## [What is asked]
Your task is to return the line containing "Exercise. Spot the thumb" plus every line after it, exactly and with nothing added.

## [Task input]

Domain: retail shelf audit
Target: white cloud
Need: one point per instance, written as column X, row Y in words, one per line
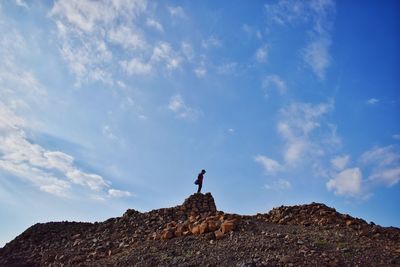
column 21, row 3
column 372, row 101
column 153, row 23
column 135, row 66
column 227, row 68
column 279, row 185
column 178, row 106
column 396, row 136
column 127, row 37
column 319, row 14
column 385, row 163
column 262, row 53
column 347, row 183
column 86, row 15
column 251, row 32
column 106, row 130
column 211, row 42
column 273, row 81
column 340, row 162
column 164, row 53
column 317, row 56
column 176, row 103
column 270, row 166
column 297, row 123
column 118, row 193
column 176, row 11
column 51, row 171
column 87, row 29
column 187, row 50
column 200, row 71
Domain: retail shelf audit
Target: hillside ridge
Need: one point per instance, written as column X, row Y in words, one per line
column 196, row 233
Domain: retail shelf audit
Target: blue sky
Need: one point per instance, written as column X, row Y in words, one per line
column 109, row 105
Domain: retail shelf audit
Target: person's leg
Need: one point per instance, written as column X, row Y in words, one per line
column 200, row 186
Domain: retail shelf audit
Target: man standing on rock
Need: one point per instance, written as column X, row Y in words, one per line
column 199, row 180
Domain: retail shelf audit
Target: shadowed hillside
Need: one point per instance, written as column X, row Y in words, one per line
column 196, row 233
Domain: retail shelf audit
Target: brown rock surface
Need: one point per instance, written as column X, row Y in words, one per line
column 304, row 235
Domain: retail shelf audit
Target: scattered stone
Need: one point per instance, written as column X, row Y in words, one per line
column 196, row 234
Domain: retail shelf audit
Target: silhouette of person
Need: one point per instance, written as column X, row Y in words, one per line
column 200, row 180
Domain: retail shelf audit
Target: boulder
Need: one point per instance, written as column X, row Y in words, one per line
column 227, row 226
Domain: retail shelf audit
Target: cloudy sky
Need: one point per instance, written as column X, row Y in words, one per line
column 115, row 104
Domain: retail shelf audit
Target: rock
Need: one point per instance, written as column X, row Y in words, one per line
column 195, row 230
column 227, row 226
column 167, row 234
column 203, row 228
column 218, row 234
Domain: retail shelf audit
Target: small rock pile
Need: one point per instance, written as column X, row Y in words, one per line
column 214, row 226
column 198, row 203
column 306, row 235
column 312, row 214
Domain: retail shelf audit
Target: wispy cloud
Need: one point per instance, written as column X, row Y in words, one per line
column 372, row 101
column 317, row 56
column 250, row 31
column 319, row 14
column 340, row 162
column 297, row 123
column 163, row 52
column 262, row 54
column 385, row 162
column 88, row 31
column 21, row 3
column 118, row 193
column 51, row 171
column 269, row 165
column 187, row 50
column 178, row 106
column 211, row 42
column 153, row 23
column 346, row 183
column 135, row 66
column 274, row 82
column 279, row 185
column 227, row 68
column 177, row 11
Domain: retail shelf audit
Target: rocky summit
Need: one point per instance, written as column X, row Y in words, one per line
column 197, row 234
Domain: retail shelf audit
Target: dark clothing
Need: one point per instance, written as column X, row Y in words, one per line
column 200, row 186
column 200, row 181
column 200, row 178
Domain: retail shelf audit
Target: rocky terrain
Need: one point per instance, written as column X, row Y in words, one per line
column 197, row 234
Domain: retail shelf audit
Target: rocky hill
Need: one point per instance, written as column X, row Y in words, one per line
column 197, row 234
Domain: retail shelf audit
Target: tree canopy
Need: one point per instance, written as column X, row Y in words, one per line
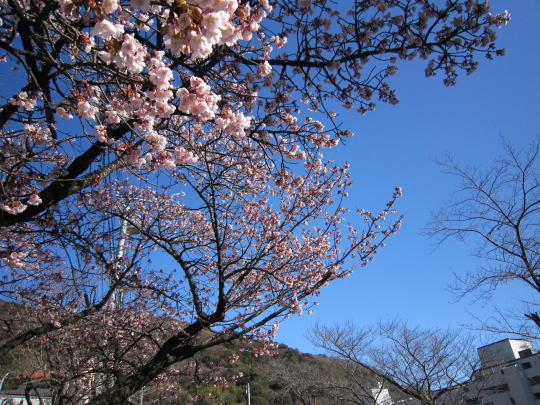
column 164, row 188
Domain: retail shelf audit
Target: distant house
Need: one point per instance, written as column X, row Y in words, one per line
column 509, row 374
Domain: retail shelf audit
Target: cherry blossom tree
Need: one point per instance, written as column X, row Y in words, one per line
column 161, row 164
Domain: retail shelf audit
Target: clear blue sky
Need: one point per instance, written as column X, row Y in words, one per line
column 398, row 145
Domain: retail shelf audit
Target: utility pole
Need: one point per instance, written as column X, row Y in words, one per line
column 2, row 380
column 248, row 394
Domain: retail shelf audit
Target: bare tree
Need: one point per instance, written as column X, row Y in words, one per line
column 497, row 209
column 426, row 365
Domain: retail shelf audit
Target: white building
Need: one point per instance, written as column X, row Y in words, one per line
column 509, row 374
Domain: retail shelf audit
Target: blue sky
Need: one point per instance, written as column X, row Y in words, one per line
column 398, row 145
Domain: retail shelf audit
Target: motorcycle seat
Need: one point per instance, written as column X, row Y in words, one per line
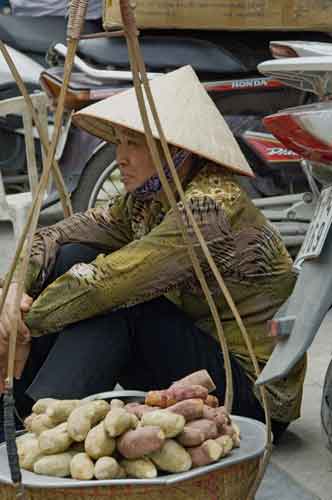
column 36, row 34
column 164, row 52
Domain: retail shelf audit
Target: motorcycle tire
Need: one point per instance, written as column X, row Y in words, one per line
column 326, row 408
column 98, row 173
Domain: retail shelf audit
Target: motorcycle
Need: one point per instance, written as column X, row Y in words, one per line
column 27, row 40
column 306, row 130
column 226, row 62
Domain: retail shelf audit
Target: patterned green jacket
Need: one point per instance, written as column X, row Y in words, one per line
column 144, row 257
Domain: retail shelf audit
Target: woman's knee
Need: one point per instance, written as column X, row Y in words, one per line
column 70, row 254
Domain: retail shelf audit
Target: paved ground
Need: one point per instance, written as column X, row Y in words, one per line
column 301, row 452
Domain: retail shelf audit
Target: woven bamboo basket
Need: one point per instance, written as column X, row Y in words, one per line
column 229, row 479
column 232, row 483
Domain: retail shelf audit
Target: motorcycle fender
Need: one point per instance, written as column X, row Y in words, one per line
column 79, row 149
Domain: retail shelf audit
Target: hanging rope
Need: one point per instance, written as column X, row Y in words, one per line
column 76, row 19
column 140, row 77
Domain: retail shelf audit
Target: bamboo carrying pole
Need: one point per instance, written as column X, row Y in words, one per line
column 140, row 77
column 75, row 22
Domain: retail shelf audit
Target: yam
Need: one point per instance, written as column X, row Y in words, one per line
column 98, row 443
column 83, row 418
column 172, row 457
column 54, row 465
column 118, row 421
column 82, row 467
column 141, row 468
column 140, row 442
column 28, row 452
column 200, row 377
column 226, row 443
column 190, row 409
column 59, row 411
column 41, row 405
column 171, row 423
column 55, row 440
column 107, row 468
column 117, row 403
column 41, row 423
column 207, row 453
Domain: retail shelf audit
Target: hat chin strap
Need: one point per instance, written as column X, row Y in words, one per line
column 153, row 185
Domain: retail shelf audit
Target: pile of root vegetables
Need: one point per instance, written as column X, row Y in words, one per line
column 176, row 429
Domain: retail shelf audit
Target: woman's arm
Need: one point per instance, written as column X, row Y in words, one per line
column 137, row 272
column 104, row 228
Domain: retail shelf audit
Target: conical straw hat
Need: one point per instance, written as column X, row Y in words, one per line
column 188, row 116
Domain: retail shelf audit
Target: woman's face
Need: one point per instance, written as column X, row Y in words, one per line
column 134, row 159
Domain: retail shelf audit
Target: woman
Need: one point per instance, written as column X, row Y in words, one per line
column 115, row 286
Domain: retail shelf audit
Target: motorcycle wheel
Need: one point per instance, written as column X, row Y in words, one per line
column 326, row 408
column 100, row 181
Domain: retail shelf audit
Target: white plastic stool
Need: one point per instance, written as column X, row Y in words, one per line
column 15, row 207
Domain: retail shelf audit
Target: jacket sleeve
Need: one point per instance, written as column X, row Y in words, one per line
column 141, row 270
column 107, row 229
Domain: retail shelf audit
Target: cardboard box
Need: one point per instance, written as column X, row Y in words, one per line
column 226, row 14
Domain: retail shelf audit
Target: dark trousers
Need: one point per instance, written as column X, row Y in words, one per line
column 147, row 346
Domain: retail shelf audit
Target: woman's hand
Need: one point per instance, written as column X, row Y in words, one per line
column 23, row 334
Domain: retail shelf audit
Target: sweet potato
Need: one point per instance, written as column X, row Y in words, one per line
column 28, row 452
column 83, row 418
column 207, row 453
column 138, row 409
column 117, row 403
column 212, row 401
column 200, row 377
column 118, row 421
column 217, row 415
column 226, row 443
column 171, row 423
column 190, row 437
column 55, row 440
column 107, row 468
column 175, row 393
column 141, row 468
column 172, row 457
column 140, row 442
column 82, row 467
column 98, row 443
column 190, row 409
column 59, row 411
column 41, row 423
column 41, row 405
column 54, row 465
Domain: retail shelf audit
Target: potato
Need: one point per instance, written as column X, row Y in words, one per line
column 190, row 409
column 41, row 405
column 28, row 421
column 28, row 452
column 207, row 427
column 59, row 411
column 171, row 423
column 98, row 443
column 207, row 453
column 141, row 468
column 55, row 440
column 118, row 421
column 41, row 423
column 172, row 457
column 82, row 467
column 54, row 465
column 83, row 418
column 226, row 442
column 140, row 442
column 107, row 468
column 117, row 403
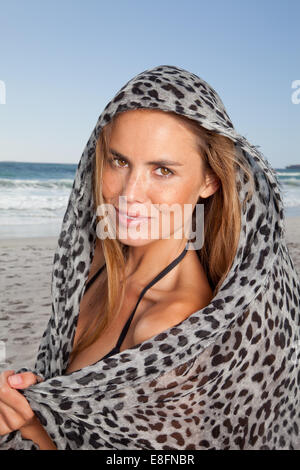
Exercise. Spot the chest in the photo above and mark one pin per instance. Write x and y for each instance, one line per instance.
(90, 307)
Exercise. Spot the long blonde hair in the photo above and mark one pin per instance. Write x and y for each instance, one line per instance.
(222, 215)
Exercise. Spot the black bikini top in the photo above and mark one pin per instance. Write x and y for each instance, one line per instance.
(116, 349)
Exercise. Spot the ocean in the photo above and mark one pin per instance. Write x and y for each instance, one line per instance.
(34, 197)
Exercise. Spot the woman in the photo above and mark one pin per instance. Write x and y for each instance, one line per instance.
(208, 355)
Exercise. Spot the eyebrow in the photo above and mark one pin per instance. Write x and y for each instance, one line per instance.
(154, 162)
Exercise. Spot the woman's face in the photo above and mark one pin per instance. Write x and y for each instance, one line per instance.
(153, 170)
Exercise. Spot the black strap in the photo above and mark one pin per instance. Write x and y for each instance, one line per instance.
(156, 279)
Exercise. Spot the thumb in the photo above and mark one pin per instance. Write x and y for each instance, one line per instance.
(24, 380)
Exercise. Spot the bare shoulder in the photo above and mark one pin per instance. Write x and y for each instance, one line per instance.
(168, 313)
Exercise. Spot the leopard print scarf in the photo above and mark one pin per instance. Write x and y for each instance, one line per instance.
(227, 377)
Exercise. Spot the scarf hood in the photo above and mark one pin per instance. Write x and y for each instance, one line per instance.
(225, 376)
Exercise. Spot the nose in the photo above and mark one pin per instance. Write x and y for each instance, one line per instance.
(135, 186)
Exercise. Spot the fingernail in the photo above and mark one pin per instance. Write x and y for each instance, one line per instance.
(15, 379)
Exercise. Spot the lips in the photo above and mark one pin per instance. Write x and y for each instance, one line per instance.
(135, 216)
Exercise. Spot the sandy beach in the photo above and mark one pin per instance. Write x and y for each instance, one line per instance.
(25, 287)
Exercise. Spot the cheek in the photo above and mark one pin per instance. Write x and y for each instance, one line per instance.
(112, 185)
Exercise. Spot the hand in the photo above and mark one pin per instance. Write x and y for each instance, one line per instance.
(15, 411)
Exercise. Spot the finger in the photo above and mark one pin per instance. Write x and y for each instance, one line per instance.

## [Answer to this task]
Exercise. Spot the thumb in the photo above and mark one pin per instance. Write x and y for each instance, one line per instance.
(24, 380)
Exercise. Spot the bare shoulder in the photo above and mark one pin per instance. Write x and y for each instance, one line per instance.
(168, 313)
Exercise. Spot the leopard print scarf in the photo above and mark one pin per instance. Write x and y for each instance, one line per instance.
(227, 377)
Exercise. Spot the scarf hood in the photo above and mark one pin per instance. Write x and y for each instance, one line per instance.
(225, 376)
Exercise. Spot the nose in the photo above and mark one pin per instance. Write x and y for each instance, one line per instance.
(135, 186)
Exercise. Spot the fingernail in the photo above and mark one pin per instance. Write x and y for each instance, one line per instance.
(15, 379)
Exercise. Spot the lips in the photo above and mark one pin per instance. Write x and y for each instance, one line per instance.
(135, 216)
Exercise. Spot the sandy beach in the photo above and mark one pin per instance. Write x and y for each instance, one line per instance.
(25, 287)
Exercise. Spot the cheek in the photo above and mark one pin per instance. Write x and y for each instance, one line per instance.
(112, 185)
Exercise. Spot the hand in the photo above and mark one pin per instance. Write x and y for each instance, one line per instance.
(15, 411)
Exercise. Spot the finger in the photo above and mark one pin per instance. Write x and y for each instance, one line per instance.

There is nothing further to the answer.